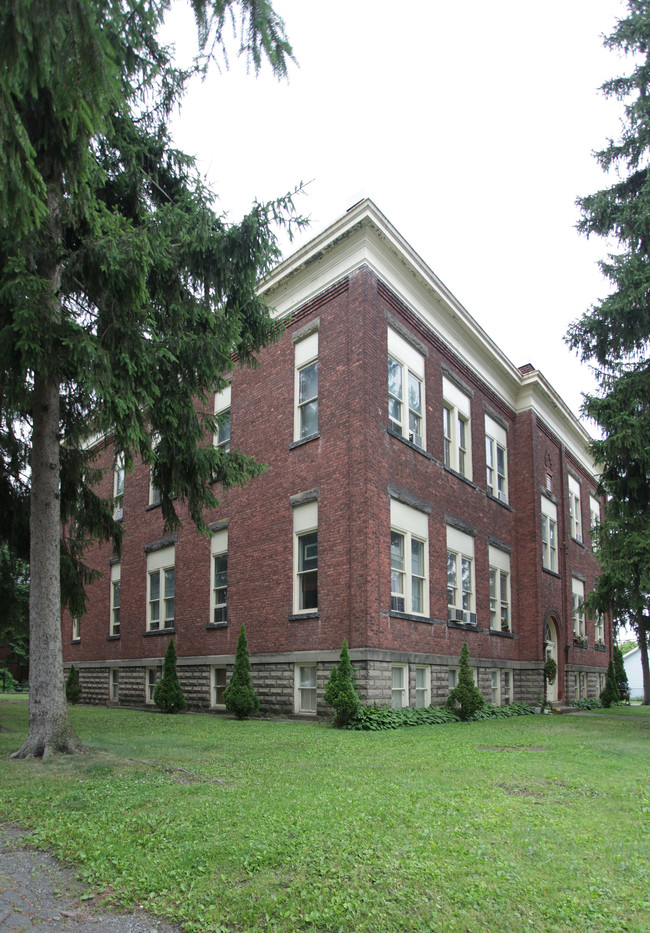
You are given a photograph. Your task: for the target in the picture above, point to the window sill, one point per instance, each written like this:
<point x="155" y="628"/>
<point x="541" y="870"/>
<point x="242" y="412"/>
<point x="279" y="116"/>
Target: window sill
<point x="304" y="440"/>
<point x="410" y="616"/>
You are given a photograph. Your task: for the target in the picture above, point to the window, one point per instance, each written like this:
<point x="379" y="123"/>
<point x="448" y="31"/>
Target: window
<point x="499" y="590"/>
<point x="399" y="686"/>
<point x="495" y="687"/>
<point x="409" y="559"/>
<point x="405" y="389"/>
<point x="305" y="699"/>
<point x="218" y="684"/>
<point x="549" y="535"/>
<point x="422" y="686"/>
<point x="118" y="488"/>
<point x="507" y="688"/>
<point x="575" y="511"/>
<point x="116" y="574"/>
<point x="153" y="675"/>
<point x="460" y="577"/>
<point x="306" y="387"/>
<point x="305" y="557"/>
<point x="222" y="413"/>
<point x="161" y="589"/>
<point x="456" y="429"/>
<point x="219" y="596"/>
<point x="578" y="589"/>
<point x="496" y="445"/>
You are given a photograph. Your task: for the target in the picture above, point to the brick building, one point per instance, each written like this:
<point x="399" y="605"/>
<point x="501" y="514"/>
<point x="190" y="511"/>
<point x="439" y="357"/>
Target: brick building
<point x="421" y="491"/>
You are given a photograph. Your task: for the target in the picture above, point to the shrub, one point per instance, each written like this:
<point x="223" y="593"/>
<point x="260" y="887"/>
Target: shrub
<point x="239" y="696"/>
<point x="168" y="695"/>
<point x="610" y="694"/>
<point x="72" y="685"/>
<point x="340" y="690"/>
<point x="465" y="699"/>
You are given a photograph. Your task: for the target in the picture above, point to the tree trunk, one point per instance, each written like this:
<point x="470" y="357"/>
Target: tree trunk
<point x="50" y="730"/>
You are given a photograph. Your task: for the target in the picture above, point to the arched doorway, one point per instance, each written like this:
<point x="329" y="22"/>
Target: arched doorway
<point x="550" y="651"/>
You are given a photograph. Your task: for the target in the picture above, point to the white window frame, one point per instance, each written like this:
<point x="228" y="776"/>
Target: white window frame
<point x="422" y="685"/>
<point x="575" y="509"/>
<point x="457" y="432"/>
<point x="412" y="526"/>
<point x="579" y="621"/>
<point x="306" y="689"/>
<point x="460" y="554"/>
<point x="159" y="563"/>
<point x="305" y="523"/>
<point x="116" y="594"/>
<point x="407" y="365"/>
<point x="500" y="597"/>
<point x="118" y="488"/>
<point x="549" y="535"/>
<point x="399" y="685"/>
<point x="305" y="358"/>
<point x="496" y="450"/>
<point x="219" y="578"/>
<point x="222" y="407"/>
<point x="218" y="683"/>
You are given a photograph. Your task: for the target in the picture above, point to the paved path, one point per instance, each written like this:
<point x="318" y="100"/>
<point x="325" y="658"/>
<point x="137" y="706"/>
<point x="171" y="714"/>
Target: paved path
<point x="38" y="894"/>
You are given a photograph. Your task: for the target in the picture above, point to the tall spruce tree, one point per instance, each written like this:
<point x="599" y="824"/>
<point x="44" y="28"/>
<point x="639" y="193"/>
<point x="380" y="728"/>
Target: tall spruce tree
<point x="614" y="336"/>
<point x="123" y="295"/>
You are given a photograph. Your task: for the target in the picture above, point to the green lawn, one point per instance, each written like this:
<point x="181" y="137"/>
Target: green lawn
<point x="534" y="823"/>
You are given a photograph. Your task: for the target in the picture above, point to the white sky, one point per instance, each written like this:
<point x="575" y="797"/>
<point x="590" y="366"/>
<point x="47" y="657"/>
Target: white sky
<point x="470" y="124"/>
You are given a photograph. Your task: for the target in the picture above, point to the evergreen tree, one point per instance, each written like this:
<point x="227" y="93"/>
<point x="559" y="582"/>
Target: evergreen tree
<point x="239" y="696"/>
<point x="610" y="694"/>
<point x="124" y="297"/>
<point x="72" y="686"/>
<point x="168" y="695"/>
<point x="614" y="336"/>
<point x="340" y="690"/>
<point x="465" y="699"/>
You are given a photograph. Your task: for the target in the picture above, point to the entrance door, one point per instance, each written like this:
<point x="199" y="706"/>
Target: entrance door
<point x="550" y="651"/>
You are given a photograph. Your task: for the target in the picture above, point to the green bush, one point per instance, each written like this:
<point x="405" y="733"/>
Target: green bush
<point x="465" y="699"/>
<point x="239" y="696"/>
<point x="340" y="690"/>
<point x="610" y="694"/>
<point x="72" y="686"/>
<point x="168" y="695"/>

TASK STATEMENT ▸ Produce the entries above once more, exactly as given, with each picture left out.

RESPONSE BELOW ▸
You are given a photograph. Your task: for the target in the picture above, point to the window sill, one point per instance, each written like this:
<point x="155" y="628"/>
<point x="541" y="870"/>
<point x="242" y="412"/>
<point x="279" y="116"/>
Target: window sill
<point x="304" y="440"/>
<point x="410" y="616"/>
You are given a photograph. Your task: for the target in the picture above, point to the window, one point per instance, each written like this:
<point x="379" y="123"/>
<point x="448" y="31"/>
Target: window
<point x="499" y="590"/>
<point x="399" y="686"/>
<point x="495" y="687"/>
<point x="409" y="559"/>
<point x="405" y="389"/>
<point x="305" y="699"/>
<point x="218" y="684"/>
<point x="549" y="535"/>
<point x="422" y="686"/>
<point x="118" y="488"/>
<point x="507" y="688"/>
<point x="575" y="511"/>
<point x="116" y="574"/>
<point x="153" y="675"/>
<point x="460" y="577"/>
<point x="306" y="387"/>
<point x="305" y="557"/>
<point x="222" y="413"/>
<point x="161" y="589"/>
<point x="456" y="429"/>
<point x="219" y="596"/>
<point x="578" y="589"/>
<point x="496" y="445"/>
You are given a photograph. Your task: for the target in the picture above, point to the brick building, one point per instance, each written like this:
<point x="399" y="605"/>
<point x="501" y="514"/>
<point x="190" y="511"/>
<point x="439" y="357"/>
Target: brick building
<point x="421" y="491"/>
You are given a photograph. Your task: for the target in the picture above, point to the shrub, one point per instance, each written like this:
<point x="223" y="593"/>
<point x="260" y="887"/>
Target: shrub
<point x="239" y="696"/>
<point x="168" y="695"/>
<point x="610" y="694"/>
<point x="72" y="685"/>
<point x="340" y="690"/>
<point x="465" y="699"/>
You are given a photograph. Your task: for the target in the picture above, point to the tree trunk, one point per instance, each written like this:
<point x="470" y="357"/>
Target: tree trunk
<point x="50" y="730"/>
You are given a photograph. Your task: for the target in the picture above, point to the arched doorway, one point per instance, each written like this:
<point x="329" y="22"/>
Target: arched doorway
<point x="550" y="651"/>
You are given a photograph. Your task: for the target in the picture above, point to the white window frame, one point per instance, each written like this:
<point x="228" y="776"/>
Target: white window frame
<point x="422" y="685"/>
<point x="575" y="509"/>
<point x="457" y="432"/>
<point x="412" y="526"/>
<point x="579" y="621"/>
<point x="306" y="689"/>
<point x="460" y="554"/>
<point x="159" y="563"/>
<point x="305" y="523"/>
<point x="116" y="594"/>
<point x="407" y="365"/>
<point x="500" y="597"/>
<point x="118" y="488"/>
<point x="549" y="535"/>
<point x="399" y="685"/>
<point x="305" y="358"/>
<point x="496" y="450"/>
<point x="219" y="578"/>
<point x="222" y="407"/>
<point x="218" y="683"/>
You are given a photograph. Your task: for the target in the picture above, point to the paved path, one point per instance, each written like this:
<point x="318" y="100"/>
<point x="325" y="658"/>
<point x="137" y="706"/>
<point x="171" y="714"/>
Target: paved path
<point x="38" y="894"/>
You are given a photograph. Your task: for the target in the picture above, point to the tall spruce tree, one point per instance, each written like this:
<point x="599" y="824"/>
<point x="44" y="28"/>
<point x="639" y="193"/>
<point x="380" y="728"/>
Target: tall spruce tree
<point x="614" y="336"/>
<point x="123" y="295"/>
You are given a photograph. Your task: for the target in the picture above, point to the green lawn, one point per instance, each written like this:
<point x="181" y="137"/>
Target: green lawn
<point x="534" y="823"/>
You are given a photograph. Your task: for the target in the picture above, point to the white sky, one point per instance, each written like this:
<point x="575" y="797"/>
<point x="590" y="366"/>
<point x="47" y="657"/>
Target: white sky
<point x="470" y="124"/>
You are given a photograph. Your task: for the target in the picture above, point to the evergreen tree, one point per instance, each written like this:
<point x="227" y="93"/>
<point x="559" y="582"/>
Target: evergreen tree
<point x="239" y="696"/>
<point x="610" y="694"/>
<point x="124" y="297"/>
<point x="72" y="686"/>
<point x="168" y="695"/>
<point x="614" y="336"/>
<point x="340" y="690"/>
<point x="465" y="699"/>
You are given a photograph. Your task: for the target in the picture above, point to the entrance door, one point per instance, each written like this:
<point x="199" y="706"/>
Target: entrance door
<point x="550" y="651"/>
You are given a photograph. Your task: for the target in the picture above, point to the green bush, one point per instance, each written like this:
<point x="405" y="733"/>
Target: green bush
<point x="465" y="699"/>
<point x="239" y="696"/>
<point x="340" y="690"/>
<point x="610" y="694"/>
<point x="72" y="686"/>
<point x="168" y="695"/>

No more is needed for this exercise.